Text under study:
Content starts
Song by William B. Gray and George L. Spaulding

"The Volunteer Organist" is a Christian music ballad written by William B. Gray and George L. Spaulding. It was initially published under the pseudonyms W. B. Glenroy and Henry Lamb.

==Content==
The song tells the story of a Sunday church service. The preacher informs the congregation that their usual organist is ill, and asks for a volunteer to play. A ragged-looking man staggers to the organ. The congregation assumes he is drunk, but he plays a beautiful melody that is more moving than the preacher's sermon. When he finishes, the organist gets up and leaves, while the congregation sits in amazed silence until the preacher asks them to pray.

The song's refrain uses a musical passage from an older hymn, the Old Hundredth, contrasted with more modern elements typical of Tin Pan Alley songs.

==History==
Gray's lyrics are based on an earlier folk tale. Poet Sam Walter Foss had published his own version of the story in 1889 in the Yankee Blade, a magazine he edited. The Foss poem was reprinted in a number of newspapers and in his book Back Country Poems, which was published in 1892.
Content ends
Data listing:
Content starts
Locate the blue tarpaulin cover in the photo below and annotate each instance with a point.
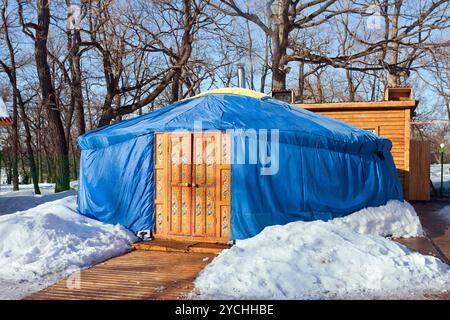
(326, 168)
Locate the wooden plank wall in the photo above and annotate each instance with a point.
(392, 124)
(419, 175)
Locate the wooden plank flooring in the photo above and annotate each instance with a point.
(180, 246)
(137, 275)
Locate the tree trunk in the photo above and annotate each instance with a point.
(49, 101)
(393, 76)
(15, 145)
(278, 72)
(301, 82)
(350, 85)
(176, 86)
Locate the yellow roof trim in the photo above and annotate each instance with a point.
(235, 91)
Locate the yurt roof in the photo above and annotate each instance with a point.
(227, 109)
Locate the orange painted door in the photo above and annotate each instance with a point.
(180, 184)
(204, 184)
(192, 188)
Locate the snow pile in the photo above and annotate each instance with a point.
(397, 219)
(341, 259)
(42, 245)
(319, 260)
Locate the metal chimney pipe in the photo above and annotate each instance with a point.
(241, 75)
Content ends
Requirement A: Based on the Volunteer Organist text, does each statement agree with it? Answer yes or no for each, and quote the deciding words. (i) The song first appeared under the pseudonyms W. B. Glenroy and Henry Lamb. (ii) In the story, the preacher is ill. (iii) Foss's Back Country Poems came out in 1889.
Requirement B: According to the Volunteer Organist text, in which magazine did Sam Walter Foss first publish his version of the story?
Requirement C: From the Volunteer Organist text, transcribe the passage that begins at the words "The song's refrain" and ends after the words "published in 1892.".
Answer using only the Volunteer Organist text, not the records.

Final answer A:
(i) Yes: "It was initially published under the pseudonyms W. B. Glenroy and Henry Lamb."
(ii) No: "The preacher informs the congregation that their usual organist is ill"
(iii) No: "in his book Back Country Poems, which was published in 1892."

Final answer B: The Yankee Blade, a magazine he edited.

Final answer C:
The song's refrain uses a musical passage from an older hymn, the Old Hundredth, contrasted with more modern elements typical of Tin Pan Alley songs.

==History==
Gray's lyrics are based on an earlier folk tale. Poet Sam Walter Foss had published his own version of the story in 1889 in the Yankee Blade, a magazine he edited. The Foss poem was reprinted in a number of newspapers and in his book Back Country Poems, which was published in 1892.